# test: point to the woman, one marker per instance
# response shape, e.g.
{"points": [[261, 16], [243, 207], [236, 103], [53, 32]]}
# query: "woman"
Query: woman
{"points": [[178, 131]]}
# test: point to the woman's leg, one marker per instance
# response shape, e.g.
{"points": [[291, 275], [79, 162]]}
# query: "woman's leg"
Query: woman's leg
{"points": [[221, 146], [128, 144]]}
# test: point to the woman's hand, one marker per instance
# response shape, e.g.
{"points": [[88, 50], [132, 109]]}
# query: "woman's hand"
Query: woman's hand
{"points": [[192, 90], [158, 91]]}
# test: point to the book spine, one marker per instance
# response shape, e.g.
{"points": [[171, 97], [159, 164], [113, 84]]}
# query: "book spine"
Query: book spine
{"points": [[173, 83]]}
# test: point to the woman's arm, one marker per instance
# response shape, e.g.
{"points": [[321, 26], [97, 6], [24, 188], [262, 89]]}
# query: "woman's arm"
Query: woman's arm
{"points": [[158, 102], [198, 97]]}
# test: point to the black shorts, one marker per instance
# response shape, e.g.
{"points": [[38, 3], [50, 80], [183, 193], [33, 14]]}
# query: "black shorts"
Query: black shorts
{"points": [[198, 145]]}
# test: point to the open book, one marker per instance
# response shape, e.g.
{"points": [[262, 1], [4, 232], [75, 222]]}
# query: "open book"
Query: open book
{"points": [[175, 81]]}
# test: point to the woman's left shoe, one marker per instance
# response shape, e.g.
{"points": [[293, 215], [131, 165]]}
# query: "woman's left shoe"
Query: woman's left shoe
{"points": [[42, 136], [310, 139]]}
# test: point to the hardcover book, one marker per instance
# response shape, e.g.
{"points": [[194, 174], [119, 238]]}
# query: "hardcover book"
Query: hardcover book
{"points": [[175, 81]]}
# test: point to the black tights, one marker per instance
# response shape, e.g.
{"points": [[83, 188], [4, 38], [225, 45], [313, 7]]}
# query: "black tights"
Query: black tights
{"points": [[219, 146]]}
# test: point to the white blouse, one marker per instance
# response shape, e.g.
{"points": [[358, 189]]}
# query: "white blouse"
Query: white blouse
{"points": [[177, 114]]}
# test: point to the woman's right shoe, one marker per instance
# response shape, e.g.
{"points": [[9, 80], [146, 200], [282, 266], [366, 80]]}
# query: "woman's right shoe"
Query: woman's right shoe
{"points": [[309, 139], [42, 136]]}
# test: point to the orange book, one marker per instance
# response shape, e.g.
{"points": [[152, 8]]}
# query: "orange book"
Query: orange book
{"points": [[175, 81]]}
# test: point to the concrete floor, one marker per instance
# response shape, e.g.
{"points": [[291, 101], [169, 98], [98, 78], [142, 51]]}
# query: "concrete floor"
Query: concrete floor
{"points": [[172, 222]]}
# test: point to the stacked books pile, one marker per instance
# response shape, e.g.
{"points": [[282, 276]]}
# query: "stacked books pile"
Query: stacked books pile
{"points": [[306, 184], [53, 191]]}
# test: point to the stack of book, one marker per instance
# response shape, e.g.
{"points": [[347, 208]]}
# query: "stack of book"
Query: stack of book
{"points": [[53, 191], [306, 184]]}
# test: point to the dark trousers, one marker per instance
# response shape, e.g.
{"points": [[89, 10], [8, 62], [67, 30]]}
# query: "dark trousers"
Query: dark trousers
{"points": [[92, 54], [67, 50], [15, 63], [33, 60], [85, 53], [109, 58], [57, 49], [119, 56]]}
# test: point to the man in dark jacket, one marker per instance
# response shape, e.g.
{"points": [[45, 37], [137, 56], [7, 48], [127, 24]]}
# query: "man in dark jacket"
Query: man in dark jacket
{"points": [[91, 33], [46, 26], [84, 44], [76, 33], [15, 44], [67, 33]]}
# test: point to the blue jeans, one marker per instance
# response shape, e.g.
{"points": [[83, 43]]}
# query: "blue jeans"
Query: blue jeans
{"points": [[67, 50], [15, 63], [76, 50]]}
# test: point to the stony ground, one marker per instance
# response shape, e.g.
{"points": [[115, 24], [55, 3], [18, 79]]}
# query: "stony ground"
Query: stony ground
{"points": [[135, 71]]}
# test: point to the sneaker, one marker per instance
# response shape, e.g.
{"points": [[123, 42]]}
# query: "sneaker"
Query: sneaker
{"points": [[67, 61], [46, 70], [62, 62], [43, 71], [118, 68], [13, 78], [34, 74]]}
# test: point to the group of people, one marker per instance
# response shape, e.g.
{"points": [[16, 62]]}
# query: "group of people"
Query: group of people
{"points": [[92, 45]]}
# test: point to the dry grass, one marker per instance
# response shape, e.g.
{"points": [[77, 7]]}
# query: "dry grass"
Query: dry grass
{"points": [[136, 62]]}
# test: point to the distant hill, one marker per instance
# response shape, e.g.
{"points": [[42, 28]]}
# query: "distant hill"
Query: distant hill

Task statement: Output every line of the rows above as a JSON list of strings, one string per line, leaving out any blank lines.

Result:
[
  "# test: point to the woman, one marker per instance",
  "# response shape, e.g.",
  "{\"points\": [[261, 16], [243, 207], [236, 103], [53, 32]]}",
  "# query: \"woman\"",
  "Query: woman",
  "{\"points\": [[178, 131]]}",
  "# test: point to the woman's leg, one marker per instance",
  "# response shape, e.g.",
  "{\"points\": [[291, 275], [79, 162]]}",
  "# query: \"woman's leg\"",
  "Query: woman's leg",
  "{\"points\": [[221, 146], [128, 144]]}",
  "# test: point to the woman's hand, one marker per instance",
  "# response shape, e.g.",
  "{\"points\": [[88, 50], [132, 109]]}",
  "# query: \"woman's hand\"",
  "Query: woman's hand",
  "{\"points\": [[192, 90], [158, 91]]}",
  "# test: point to the book spine, one marker per instance",
  "# response shape, e.g.",
  "{\"points\": [[171, 97], [159, 164], [113, 84]]}",
  "# query: \"book spine\"",
  "Query: book spine",
  "{\"points\": [[173, 83]]}",
  "# test: point to the woman's arm, one marker per instance",
  "# response shape, e.g.",
  "{\"points\": [[321, 26], [97, 6], [24, 188], [262, 89]]}",
  "# query: \"woman's arm\"",
  "Query: woman's arm",
  "{\"points\": [[158, 102], [198, 97]]}",
  "# test: point to the black shorts, one marker per instance",
  "# response shape, e.g.",
  "{\"points\": [[38, 3], [50, 80], [183, 193], [33, 14]]}",
  "# query: \"black shorts\"",
  "Query: black shorts",
  "{\"points\": [[198, 145]]}",
  "# test: point to the open book, one marker per instance",
  "# response shape, e.g.",
  "{\"points\": [[262, 1], [4, 232], [75, 222]]}",
  "# query: \"open book\"",
  "Query: open book",
  "{\"points\": [[175, 81]]}",
  "# test: point to the woman's left shoe, one marker per instance",
  "# response shape, e.g.",
  "{\"points\": [[293, 215], [131, 165]]}",
  "# query: \"woman's left shoe\"",
  "Query: woman's left shoe",
  "{\"points\": [[42, 136], [310, 139]]}",
  "# test: point to the hardcover book, one marker per instance",
  "# response shape, e.g.",
  "{\"points\": [[194, 174], [119, 238]]}",
  "# query: \"hardcover book\"",
  "Query: hardcover book",
  "{\"points\": [[175, 81]]}",
  "# test: point to the black tights, one marker per instance",
  "# response shape, e.g.",
  "{\"points\": [[83, 188], [4, 38], [225, 45], [313, 7]]}",
  "# query: \"black tights\"",
  "Query: black tights",
  "{\"points\": [[219, 146]]}",
  "# test: point to the white blouse, one marker per instance",
  "# response shape, e.g.",
  "{\"points\": [[358, 189]]}",
  "# query: \"white blouse\"",
  "Query: white blouse",
  "{\"points\": [[177, 114]]}",
  "# test: point to the woman's right shoe, one marker per instance",
  "# response shape, e.g.",
  "{\"points\": [[9, 80], [146, 200], [282, 266], [366, 80]]}",
  "# query: \"woman's right shoe\"",
  "Query: woman's right shoe",
  "{\"points\": [[309, 139], [42, 136]]}",
  "# test: point to the orange book, one marker per instance",
  "# response shape, e.g.",
  "{\"points\": [[152, 8]]}",
  "# query: \"orange book\"",
  "Query: orange book",
  "{\"points\": [[175, 81]]}",
  "# test: point to the concrete floor, one marker per instance",
  "# response shape, e.g.",
  "{\"points\": [[291, 101], [169, 98], [98, 78], [142, 51]]}",
  "# query: \"concrete floor\"",
  "Query: concrete floor",
  "{\"points\": [[172, 222]]}",
  "# test: point to the stacked books pile, one marker per instance",
  "# response shape, e.g.",
  "{\"points\": [[282, 276]]}",
  "# query: \"stacked books pile\"",
  "Query: stacked books pile",
  "{\"points\": [[306, 184], [53, 191]]}",
  "# test: point to the stack of book, one marker per instance",
  "# response shape, e.g.",
  "{\"points\": [[347, 208]]}",
  "# query: \"stack of book\"",
  "Query: stack of book",
  "{\"points\": [[53, 191], [306, 184]]}",
  "# test: point to the dark trousers, one marker per instance",
  "# response shape, e.g.",
  "{\"points\": [[89, 10], [8, 62], [67, 30]]}",
  "# query: \"dark trousers\"",
  "Query: dark trousers",
  "{\"points\": [[92, 54], [67, 50], [15, 63], [33, 60], [85, 53], [109, 58], [57, 49], [119, 56]]}",
  "# test: point to the man in dark jacket, one marker per instance",
  "# response shape, e.g.",
  "{\"points\": [[45, 37], [137, 56], [7, 48], [127, 24]]}",
  "# query: \"man in dark jacket\"",
  "Query: man in dark jacket",
  "{\"points\": [[91, 33], [46, 26], [84, 44], [76, 33], [15, 44], [67, 33]]}",
  "# test: point to the blue jeans, one marker per instance",
  "# response shape, e.g.",
  "{\"points\": [[83, 43]]}",
  "# query: \"blue jeans\"",
  "Query: blue jeans",
  "{\"points\": [[67, 50], [15, 63], [76, 50]]}",
  "# test: point to the stony ground, one marker per instance",
  "# response shape, e.g.",
  "{\"points\": [[115, 24], [55, 3], [18, 79]]}",
  "# query: \"stony ground\"",
  "Query: stony ground",
  "{\"points\": [[135, 71]]}",
  "# test: point to the sneaker, one marker per instance",
  "# response shape, e.g.",
  "{\"points\": [[123, 42]]}",
  "# query: \"sneaker\"",
  "Query: sneaker",
  "{\"points\": [[67, 61], [46, 70], [62, 62], [43, 71], [118, 68], [13, 78], [34, 74]]}",
  "# test: point to the group of people, one marker per instance",
  "# response shape, e.g.",
  "{\"points\": [[16, 62]]}",
  "# query: \"group of people\"",
  "Query: group of people",
  "{\"points\": [[92, 45]]}",
  "# test: point to the dry grass, one marker per instance",
  "# response shape, e.g.",
  "{\"points\": [[77, 7]]}",
  "# query: \"dry grass\"",
  "Query: dry grass",
  "{\"points\": [[136, 62]]}",
  "# test: point to the distant hill, one marker per instance",
  "# response shape, e.g.",
  "{\"points\": [[42, 28]]}",
  "# query: \"distant hill\"",
  "Query: distant hill"
]